CONSEGNA:
Individua e trascrivi ogni riga delle voci in cui compare la parola «woman».

DATI FORNITI:
^^^^^^^^
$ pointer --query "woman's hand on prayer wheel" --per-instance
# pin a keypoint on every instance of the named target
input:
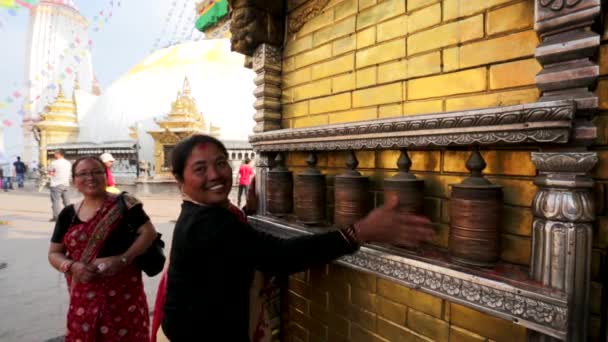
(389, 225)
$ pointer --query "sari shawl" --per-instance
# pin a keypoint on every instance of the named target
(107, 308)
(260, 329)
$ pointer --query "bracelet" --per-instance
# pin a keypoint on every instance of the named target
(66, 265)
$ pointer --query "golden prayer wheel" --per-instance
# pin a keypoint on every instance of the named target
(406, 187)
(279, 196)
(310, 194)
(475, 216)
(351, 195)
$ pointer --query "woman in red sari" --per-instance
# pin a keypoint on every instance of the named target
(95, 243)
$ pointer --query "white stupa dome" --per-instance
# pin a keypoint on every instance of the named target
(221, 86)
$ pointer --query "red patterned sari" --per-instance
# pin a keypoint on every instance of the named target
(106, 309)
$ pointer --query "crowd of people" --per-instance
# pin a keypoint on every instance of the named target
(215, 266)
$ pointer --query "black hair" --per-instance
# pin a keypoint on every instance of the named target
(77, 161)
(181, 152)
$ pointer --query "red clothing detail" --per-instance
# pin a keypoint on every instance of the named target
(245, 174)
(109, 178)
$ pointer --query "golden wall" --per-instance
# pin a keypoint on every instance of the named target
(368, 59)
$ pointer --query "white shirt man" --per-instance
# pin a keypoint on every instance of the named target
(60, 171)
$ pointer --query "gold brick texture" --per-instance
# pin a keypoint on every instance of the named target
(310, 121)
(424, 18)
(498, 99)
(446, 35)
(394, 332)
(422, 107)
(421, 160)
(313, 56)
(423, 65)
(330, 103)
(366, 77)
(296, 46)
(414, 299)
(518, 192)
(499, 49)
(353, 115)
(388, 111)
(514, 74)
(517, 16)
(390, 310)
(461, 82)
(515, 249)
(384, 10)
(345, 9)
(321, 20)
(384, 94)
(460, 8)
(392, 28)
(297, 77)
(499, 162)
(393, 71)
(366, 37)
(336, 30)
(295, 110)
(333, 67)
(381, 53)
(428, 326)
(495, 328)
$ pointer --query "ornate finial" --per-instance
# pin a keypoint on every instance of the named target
^^^^^^^^
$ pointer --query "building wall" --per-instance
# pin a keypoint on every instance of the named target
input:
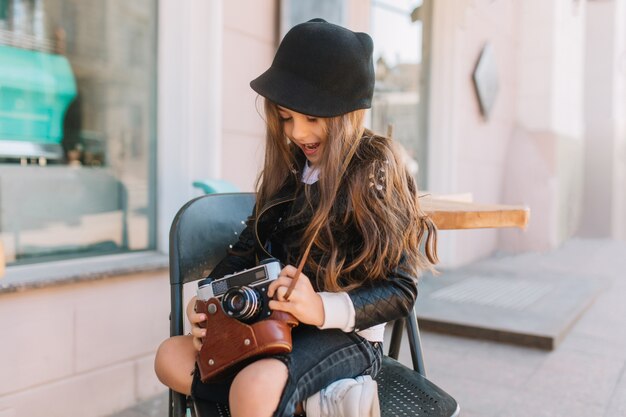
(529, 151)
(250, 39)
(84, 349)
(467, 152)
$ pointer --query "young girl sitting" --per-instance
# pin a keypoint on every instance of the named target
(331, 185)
^^^^^^^^
RISPOSTA SCRITTA:
$ pointer --query "woman's hand on prayer wheel" --per-instance
$ pointer --query "woman in red sari" --per-instance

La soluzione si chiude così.